◆ What this task involves ◆
Copy the entries word for word, from the line holding "the scissor handle." through the line holding "[[214, 184]]", inclusive. Leave the pictures out of your copy.
━━━
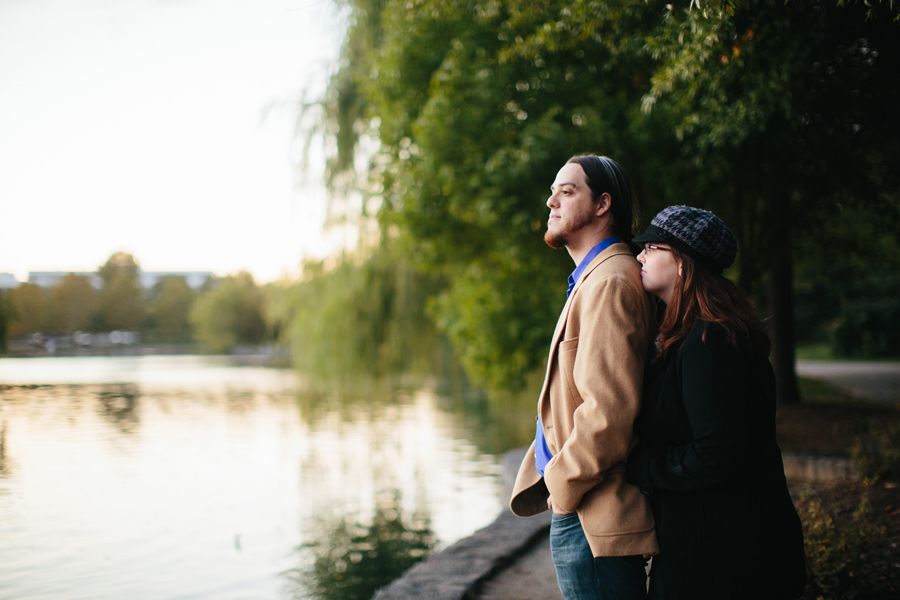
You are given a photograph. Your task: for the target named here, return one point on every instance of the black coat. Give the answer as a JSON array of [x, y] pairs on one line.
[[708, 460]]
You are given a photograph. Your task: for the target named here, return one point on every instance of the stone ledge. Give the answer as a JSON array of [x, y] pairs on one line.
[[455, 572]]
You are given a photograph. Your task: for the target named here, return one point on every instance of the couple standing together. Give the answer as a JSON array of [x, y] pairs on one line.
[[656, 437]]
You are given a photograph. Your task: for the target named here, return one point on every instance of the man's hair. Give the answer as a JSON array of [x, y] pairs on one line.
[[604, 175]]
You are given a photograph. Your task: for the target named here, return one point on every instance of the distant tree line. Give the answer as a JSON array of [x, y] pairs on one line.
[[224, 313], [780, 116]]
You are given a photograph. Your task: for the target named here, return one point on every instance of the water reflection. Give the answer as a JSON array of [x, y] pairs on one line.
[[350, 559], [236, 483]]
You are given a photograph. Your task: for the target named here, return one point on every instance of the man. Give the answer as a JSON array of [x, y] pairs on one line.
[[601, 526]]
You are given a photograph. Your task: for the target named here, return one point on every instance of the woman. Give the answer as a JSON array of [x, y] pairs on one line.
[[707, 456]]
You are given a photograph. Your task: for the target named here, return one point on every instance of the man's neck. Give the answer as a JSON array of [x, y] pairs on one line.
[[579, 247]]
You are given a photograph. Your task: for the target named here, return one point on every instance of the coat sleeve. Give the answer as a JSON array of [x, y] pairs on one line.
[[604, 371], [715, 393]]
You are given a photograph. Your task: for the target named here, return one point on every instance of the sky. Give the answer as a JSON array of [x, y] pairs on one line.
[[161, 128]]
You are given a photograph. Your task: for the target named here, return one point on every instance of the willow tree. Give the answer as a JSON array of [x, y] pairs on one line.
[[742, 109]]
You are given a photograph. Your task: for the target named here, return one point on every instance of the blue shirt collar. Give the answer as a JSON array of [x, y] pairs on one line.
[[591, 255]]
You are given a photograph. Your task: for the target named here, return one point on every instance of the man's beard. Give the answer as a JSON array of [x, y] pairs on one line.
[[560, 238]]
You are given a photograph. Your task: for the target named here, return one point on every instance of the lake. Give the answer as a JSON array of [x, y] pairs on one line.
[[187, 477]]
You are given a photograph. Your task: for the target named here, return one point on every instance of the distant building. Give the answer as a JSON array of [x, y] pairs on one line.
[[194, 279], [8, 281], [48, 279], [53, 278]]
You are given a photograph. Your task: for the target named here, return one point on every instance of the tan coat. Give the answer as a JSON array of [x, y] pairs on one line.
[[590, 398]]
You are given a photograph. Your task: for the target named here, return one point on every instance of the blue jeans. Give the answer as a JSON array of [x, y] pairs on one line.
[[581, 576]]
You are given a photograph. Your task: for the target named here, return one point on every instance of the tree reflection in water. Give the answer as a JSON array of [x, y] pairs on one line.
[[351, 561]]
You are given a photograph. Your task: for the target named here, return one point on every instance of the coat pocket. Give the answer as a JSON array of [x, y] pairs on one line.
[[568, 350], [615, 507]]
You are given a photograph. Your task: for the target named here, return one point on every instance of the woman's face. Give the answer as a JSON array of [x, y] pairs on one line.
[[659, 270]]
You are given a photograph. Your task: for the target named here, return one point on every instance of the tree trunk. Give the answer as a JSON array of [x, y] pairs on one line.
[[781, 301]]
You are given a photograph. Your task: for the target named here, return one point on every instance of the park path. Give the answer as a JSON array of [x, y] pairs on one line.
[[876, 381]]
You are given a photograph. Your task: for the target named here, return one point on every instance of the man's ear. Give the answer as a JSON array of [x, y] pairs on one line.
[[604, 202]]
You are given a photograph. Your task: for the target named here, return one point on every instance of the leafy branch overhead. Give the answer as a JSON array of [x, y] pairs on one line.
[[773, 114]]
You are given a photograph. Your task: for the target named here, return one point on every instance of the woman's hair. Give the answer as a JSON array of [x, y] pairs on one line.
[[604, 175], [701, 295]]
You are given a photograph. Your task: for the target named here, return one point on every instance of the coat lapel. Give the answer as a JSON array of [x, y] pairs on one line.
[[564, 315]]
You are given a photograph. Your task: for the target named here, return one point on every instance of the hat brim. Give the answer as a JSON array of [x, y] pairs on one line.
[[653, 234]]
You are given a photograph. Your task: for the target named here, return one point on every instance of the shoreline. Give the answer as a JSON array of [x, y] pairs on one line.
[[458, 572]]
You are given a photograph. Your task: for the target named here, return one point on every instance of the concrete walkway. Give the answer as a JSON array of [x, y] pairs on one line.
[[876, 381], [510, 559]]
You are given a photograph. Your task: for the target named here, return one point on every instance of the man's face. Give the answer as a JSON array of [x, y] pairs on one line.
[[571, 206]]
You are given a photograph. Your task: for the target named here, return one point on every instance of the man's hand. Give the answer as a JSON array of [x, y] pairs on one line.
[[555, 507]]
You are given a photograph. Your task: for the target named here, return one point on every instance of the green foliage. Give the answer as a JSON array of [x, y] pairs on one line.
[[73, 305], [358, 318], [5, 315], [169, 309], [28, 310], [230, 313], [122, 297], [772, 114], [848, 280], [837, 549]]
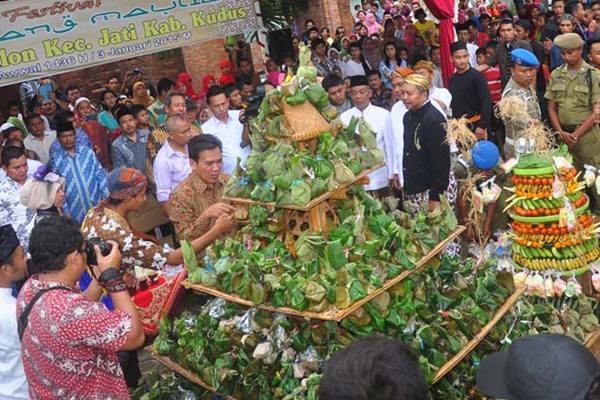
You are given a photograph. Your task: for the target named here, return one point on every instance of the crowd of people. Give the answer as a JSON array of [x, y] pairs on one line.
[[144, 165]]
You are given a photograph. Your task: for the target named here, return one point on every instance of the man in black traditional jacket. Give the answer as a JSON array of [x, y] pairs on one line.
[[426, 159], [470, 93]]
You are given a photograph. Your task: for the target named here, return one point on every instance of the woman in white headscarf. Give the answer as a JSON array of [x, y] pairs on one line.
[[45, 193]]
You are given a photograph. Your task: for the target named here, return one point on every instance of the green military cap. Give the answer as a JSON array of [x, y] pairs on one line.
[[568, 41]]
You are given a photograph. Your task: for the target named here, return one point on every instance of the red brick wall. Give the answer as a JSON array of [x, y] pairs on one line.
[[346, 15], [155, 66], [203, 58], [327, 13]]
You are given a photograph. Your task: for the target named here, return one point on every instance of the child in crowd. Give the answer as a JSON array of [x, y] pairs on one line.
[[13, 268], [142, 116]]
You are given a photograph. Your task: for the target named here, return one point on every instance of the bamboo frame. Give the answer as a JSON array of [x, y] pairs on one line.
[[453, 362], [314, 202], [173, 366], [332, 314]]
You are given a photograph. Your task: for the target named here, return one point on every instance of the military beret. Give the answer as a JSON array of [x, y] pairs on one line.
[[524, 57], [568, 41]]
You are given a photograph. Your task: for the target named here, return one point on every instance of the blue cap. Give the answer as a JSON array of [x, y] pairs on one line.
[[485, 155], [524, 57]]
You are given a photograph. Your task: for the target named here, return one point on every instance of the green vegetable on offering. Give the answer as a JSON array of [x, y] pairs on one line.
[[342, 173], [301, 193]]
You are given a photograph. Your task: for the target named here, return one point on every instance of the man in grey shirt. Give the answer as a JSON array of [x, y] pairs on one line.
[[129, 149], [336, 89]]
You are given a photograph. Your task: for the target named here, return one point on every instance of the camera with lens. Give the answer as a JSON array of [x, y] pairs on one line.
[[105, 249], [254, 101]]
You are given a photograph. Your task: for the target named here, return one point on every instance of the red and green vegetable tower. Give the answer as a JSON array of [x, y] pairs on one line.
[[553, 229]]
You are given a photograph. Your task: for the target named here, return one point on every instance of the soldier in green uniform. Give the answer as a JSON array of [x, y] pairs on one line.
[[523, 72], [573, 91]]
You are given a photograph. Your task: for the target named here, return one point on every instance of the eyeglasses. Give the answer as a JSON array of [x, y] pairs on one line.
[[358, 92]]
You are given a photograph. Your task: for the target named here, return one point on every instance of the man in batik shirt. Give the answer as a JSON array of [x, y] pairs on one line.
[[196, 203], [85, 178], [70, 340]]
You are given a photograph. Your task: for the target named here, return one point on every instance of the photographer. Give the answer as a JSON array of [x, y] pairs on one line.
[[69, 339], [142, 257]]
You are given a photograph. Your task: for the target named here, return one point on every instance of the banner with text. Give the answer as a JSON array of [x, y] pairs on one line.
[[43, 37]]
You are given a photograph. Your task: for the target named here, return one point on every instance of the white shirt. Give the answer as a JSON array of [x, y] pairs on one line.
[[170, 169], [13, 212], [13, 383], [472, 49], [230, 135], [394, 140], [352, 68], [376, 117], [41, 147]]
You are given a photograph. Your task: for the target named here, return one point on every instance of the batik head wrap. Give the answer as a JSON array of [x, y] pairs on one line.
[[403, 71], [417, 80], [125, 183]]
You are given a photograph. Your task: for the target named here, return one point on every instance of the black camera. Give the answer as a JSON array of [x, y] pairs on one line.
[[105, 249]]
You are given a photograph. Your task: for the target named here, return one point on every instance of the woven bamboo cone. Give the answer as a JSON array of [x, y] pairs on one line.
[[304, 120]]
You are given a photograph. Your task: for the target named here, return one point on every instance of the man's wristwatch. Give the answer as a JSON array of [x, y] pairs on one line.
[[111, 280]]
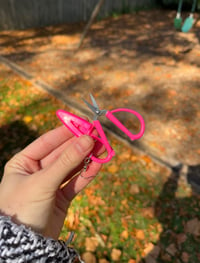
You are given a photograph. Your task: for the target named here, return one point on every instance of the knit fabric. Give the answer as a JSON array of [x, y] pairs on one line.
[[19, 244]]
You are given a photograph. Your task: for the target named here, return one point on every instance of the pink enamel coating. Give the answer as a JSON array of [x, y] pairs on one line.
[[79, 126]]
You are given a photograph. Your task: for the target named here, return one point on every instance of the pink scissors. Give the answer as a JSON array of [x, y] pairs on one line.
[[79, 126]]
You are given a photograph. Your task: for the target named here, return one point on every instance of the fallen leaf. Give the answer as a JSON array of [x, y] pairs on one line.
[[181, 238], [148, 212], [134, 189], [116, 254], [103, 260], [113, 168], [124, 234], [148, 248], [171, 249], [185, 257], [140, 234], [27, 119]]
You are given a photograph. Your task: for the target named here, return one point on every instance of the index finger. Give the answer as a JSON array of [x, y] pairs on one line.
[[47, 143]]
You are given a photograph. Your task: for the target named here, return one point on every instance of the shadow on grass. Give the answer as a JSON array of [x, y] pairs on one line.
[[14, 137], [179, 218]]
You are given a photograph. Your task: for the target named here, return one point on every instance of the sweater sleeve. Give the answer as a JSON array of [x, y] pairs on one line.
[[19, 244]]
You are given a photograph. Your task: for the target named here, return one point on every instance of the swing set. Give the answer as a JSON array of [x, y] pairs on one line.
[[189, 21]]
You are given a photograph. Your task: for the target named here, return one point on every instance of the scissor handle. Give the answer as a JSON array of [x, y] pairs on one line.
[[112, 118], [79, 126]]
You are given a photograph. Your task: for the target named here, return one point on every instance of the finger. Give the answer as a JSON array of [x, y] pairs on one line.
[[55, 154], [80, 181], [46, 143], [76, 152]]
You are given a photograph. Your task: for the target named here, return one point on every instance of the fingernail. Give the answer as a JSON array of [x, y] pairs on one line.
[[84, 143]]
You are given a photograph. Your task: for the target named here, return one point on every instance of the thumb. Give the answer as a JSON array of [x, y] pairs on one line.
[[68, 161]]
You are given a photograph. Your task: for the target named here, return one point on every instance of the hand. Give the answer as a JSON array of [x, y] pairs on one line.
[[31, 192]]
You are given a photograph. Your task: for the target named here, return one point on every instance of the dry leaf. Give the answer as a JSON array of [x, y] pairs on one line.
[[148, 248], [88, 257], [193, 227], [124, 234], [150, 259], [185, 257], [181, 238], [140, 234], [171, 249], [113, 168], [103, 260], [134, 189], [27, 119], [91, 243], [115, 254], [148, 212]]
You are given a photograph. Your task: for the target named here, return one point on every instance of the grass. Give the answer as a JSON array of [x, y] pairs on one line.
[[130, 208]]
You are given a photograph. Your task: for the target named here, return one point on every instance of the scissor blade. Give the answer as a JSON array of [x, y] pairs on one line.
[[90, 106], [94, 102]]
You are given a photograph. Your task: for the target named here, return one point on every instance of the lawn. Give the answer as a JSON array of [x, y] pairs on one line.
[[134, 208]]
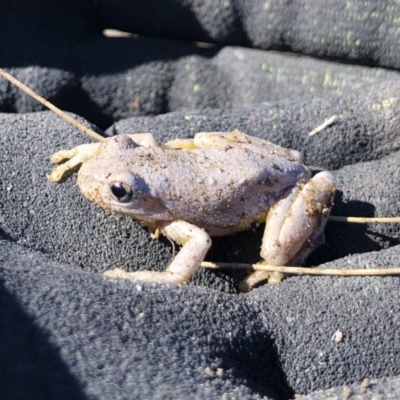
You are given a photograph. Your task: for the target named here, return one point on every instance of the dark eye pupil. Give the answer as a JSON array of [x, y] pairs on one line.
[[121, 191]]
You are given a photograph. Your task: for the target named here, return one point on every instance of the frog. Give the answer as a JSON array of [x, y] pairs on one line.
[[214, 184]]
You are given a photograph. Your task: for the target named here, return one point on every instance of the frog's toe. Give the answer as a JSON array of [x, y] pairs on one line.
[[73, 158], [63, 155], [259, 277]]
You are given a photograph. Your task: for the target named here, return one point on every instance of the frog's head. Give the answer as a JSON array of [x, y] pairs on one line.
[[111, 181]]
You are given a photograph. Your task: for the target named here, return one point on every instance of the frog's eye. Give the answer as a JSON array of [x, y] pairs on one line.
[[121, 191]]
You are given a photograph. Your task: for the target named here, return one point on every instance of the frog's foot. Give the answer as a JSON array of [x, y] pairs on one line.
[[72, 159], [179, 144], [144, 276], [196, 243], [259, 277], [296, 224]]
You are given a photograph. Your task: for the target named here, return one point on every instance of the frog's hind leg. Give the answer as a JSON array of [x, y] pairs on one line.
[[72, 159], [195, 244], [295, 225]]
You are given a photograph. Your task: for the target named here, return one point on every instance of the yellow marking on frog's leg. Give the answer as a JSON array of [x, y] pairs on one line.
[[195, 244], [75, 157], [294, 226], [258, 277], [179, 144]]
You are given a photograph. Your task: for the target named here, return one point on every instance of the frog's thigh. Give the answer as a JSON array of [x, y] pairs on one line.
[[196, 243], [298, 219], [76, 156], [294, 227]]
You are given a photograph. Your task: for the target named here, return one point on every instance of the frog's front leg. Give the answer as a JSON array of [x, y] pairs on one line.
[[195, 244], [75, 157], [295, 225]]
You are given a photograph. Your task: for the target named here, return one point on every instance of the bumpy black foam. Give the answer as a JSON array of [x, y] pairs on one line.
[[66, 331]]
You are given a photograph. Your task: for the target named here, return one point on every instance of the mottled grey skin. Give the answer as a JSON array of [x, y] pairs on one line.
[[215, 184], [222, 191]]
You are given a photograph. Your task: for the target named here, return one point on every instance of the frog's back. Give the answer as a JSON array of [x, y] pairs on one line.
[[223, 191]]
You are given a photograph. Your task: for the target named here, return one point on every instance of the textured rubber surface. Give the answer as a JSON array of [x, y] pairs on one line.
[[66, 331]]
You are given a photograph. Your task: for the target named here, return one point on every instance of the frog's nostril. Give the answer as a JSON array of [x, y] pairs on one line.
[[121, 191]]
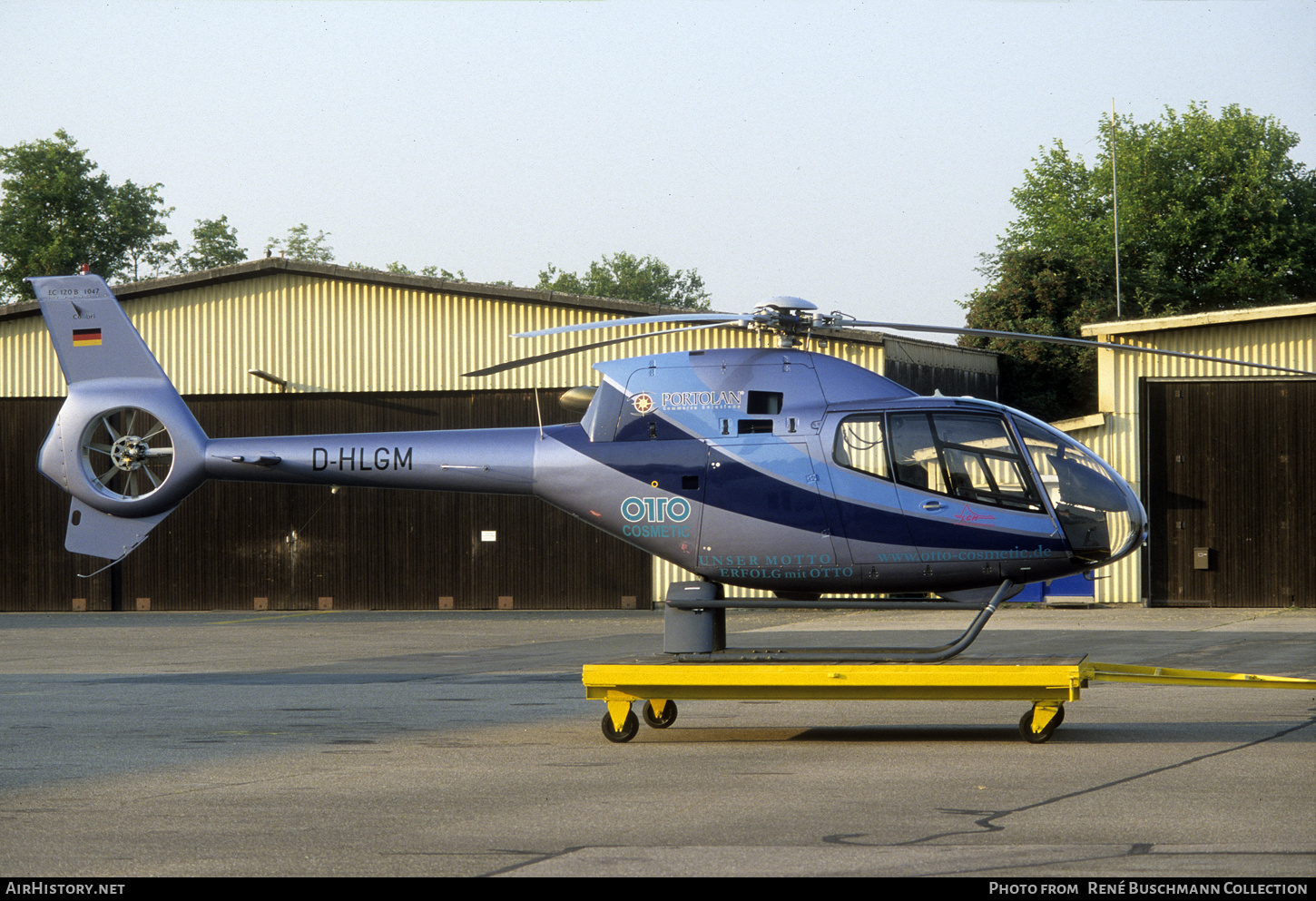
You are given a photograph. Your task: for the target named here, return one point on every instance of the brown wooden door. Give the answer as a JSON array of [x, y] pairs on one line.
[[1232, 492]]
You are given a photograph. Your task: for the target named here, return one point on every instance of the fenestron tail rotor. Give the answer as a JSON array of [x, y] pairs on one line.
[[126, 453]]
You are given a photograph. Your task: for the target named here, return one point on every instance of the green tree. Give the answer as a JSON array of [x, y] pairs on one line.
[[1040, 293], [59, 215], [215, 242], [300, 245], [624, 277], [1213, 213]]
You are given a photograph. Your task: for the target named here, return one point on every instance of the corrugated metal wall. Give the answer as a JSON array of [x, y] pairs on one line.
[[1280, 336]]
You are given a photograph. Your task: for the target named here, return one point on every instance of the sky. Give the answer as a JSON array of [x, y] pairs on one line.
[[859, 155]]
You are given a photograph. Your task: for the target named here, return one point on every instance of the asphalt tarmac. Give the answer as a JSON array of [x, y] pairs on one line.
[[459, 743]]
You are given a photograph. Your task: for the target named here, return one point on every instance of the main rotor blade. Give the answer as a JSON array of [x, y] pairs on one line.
━━━
◆ Reply ◆
You are given a photograph. Your task: for the target named here, return one point on every instance of the scissor handle. Give the answer as a JSON array of [x, y] pairs on one line.
[[112, 118], [79, 126]]
You are given a photograph. Your task: for the target named here, return one point on every instance of the finger. Give the answer as a JSON array of [x, y] pairs on one line.
[[55, 154], [80, 181], [46, 143], [76, 152]]
You are given a photograph. Your task: for the target named here, return one point on every instance of the fingernail. Give the answer as a JSON array of [x, y] pairs on one line.
[[84, 143]]
You are given a photograph. Your task: for the target named here, return one point on every instance of the thumb. Give the answer as a JSON array of [x, y] pairs on one line.
[[68, 161]]
You are given a photograph. Your task: for the target named here, return one point on every instance of the hand. Give the answer as a JSON array of [x, y] pairs on one line.
[[31, 192]]
You are given a photograph. Your task: for the target named here, return one point on every instance of the dry leaf. Give the answer as a JSON array of [x, y] pairs on one line.
[[148, 248], [88, 257], [193, 227], [124, 234], [150, 259], [185, 257], [181, 238], [140, 234], [171, 249], [113, 168], [103, 260], [134, 189], [27, 119], [91, 243], [115, 254], [148, 212]]
You are given a photograph. Your task: for the target named here, return one point on every instance of the grass. Give the answer as a JSON array of [x, y] pairs on one line.
[[130, 208]]
You are given a photograph. Your task: for the target named here, return one point on every instance of the scissor blade. Give the answer as a JSON array of [x, y] pairs on one line.
[[90, 106], [94, 102]]
You are given a photograph. Your task: for the target named here, return one point on every instance of the lawn. Give the answer as a JSON array of [x, y] pairs on one line.
[[134, 208]]
You are given a photograph. Your task: for the target named here, return one point on every instance of the dark eye pupil. Give the answer as a JSON array of [x, y] pairs on one line.
[[121, 191]]
You are given a photograph. Your task: for the target named here, return one point on every instance of the frog. Give the answer as a JSON array of [x, y] pairs on one line.
[[214, 184]]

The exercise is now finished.